→ **SHORT EXERCISE A**: Repeat, word for word, the part of the reduction instructions text that opens with the words "Execution Model: vecscope¶" and closes with "32-byte VLane independently.".
→ **SHORT EXERCISE B**: In the rows, rename "denim pocket" to "leather pocket" throughout the part that opens with the line containing "Each instance receives one keypoint. Mark the denim" and closes with the line containing "Query: denim pocket", and leave everything else unchanged. Give only those lines, and leave the pictures out of your answer.

Vector Instruction Set: Reduction Instructions¶
pto.v* reduction instruction sets are defined here. Lane grouping, result placement, and inactive-lane rules are part of the visible vector contract and are not left to backend folklore.
Category: Vector reduction operations Pipeline: PIPE_V (Vector Core)
Operations that reduce a vector to a scalar or per-group result.
Common Operand Model¶
%inputis the source vector register value.%maskis the predicate operandPg; inactive lanes do not participate.%resultis the destination vector register value.- Reduction results are written into the low-significance portion of the destination vector and the remaining destination bits are zero-filled.
Execution Model: vecscope¶
Reduction operations execute inside a pto.vecscope { ... } region. Cross-lane reductions (vcadd/vcmax/vcmin) are issued to PIPE_V and perform tree-structured reduction in a single instruction. VLane-group reductions (vcgadd/vcgmax/vccgmin) operate within each 32-byte VLane independently.
Typical pattern for row-wise sum (Softmax denominator):
pto.vecscope {
%active = pto.pset_b32 "PAT_ALL" : !pto.mask<G>
scf.for %row = %c0 to %row_count step %c1 {
%vec = pto.vlds %ub_q[%row] : !pto.ptr -> !pto.vreg<64xf32>
%row_sum_raw = pto.vcadd %vec, %active : !pto.vreg<64xf32>, !pto.mask<b32> -> !pto.vreg<64xf32>
// row_sum_raw[0] contains the sum
pto.vsts %row_sum_raw, %ub_sum[%row], %one_mask {dist = "1PT"} : ...

→ **ENTRIES PROVIDED**:

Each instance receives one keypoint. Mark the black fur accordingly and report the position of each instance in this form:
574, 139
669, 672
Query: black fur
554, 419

...

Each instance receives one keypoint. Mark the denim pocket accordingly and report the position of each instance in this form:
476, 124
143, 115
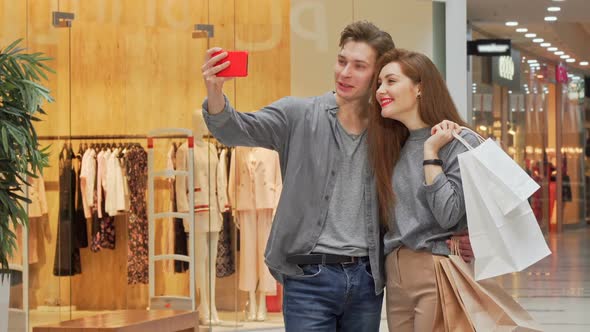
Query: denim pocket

→ **EXERCISE ANSWER A**:
Execution Model: vecscope¶
Reduction operations execute inside a pto.vecscope { ... } region. Cross-lane reductions (vcadd/vcmax/vcmin) are issued to PIPE_V and perform tree-structured reduction in a single instruction. VLane-group reductions (vcgadd/vcgmax/vccgmin) operate within each 32-byte VLane independently.

→ **EXERCISE ANSWER B**:
Each instance receives one keypoint. Mark the leather pocket accordingly and report the position of each instance in this form:
476, 124
143, 115
Query: leather pocket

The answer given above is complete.